Work instructions:
Reproduce every line of the items below, unchanged.

The input:
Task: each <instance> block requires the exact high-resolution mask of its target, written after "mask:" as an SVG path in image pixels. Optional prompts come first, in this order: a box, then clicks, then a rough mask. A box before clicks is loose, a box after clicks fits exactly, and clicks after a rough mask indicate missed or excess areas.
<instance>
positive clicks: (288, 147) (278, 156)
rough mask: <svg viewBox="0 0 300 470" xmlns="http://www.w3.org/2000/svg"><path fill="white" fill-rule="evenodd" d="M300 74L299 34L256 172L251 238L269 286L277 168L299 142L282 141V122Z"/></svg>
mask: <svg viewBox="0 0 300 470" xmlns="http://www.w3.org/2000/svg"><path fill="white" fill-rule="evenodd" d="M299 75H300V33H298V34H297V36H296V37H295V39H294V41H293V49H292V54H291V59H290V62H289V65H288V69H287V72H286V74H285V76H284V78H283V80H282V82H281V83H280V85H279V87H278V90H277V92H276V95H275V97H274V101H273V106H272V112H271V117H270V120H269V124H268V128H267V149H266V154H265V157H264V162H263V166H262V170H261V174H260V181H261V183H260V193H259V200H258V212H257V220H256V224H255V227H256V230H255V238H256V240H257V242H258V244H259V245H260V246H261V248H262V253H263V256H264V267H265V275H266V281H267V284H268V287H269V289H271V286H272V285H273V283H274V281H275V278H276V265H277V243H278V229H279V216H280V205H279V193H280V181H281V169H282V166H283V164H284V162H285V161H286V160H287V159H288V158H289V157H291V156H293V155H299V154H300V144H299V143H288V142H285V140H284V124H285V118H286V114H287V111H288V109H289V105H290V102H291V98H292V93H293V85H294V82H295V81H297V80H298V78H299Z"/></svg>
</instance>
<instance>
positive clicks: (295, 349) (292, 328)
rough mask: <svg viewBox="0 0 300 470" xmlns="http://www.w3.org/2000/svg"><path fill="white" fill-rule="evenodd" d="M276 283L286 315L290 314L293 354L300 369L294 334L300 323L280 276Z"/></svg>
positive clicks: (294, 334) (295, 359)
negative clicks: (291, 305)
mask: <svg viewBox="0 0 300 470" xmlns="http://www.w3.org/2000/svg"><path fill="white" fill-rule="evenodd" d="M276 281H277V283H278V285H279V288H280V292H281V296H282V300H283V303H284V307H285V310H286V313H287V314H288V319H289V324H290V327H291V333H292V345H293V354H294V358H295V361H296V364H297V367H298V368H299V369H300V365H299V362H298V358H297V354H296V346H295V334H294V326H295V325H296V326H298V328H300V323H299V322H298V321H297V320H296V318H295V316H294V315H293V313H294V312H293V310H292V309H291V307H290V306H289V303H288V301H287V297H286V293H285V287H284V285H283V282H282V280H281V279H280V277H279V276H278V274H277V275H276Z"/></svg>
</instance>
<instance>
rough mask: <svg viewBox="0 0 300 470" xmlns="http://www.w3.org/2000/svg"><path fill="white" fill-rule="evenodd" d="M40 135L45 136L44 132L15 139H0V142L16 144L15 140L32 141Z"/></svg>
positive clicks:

Completed task:
Task: each <instance> block requires the exact high-resolution mask of its target, written after "mask:" as an SVG path in image pixels. Optional prompts come first, in this order: a box, then clicks, then a rough mask. A box before clicks is loose, a box after clicks fits exactly, and clicks after a rough mask indicate missed or excess areas.
<instance>
positive clicks: (288, 147) (278, 156)
rough mask: <svg viewBox="0 0 300 470" xmlns="http://www.w3.org/2000/svg"><path fill="white" fill-rule="evenodd" d="M300 74L299 34L256 172L251 238L269 286L277 168L299 142L282 141V122Z"/></svg>
mask: <svg viewBox="0 0 300 470" xmlns="http://www.w3.org/2000/svg"><path fill="white" fill-rule="evenodd" d="M299 75H300V33H298V34H297V36H296V37H295V39H294V41H293V49H292V54H291V59H290V62H289V65H288V69H287V72H286V74H285V76H284V78H283V80H282V82H281V83H280V85H279V87H278V90H277V92H276V95H275V97H274V101H273V106H272V112H271V117H270V120H269V124H268V128H267V149H266V154H265V157H264V162H263V166H262V170H261V174H260V181H261V183H260V193H259V200H258V212H257V220H256V224H255V227H256V230H255V238H256V240H257V242H258V244H259V245H260V246H261V248H262V253H263V256H264V267H265V275H266V281H267V284H268V287H269V289H271V286H272V285H273V283H274V281H275V278H276V265H277V243H278V229H279V216H280V205H279V193H280V181H281V169H282V166H283V164H284V162H285V161H286V160H287V159H288V158H289V157H291V156H293V155H299V154H300V144H299V143H288V142H285V140H284V124H285V118H286V114H287V111H288V109H289V105H290V102H291V98H292V93H293V85H294V82H295V81H297V80H298V78H299Z"/></svg>
</instance>
<instance>
positive clicks: (295, 349) (292, 328)
rough mask: <svg viewBox="0 0 300 470" xmlns="http://www.w3.org/2000/svg"><path fill="white" fill-rule="evenodd" d="M276 283L286 315L290 314L293 354L300 369L294 334L300 323L280 276Z"/></svg>
positive clicks: (294, 334) (295, 359)
negative clicks: (291, 305)
mask: <svg viewBox="0 0 300 470" xmlns="http://www.w3.org/2000/svg"><path fill="white" fill-rule="evenodd" d="M276 281H277V283H278V285H279V288H280V292H281V296H282V300H283V303H284V307H285V310H286V313H287V314H288V319H289V324H290V327H291V333H292V345H293V354H294V358H295V361H296V364H297V367H298V368H299V369H300V365H299V362H298V358H297V354H296V346H295V334H294V326H295V325H296V326H298V328H300V323H299V322H298V321H297V320H296V318H295V316H294V315H293V313H294V312H293V310H292V309H291V307H290V306H289V303H288V301H287V297H286V293H285V287H284V285H283V282H282V280H281V279H280V277H279V276H278V274H277V275H276Z"/></svg>
</instance>
<instance>
rough mask: <svg viewBox="0 0 300 470" xmlns="http://www.w3.org/2000/svg"><path fill="white" fill-rule="evenodd" d="M40 135L45 136L44 132L15 139H0V142L16 144L15 140L32 141Z"/></svg>
positive clicks:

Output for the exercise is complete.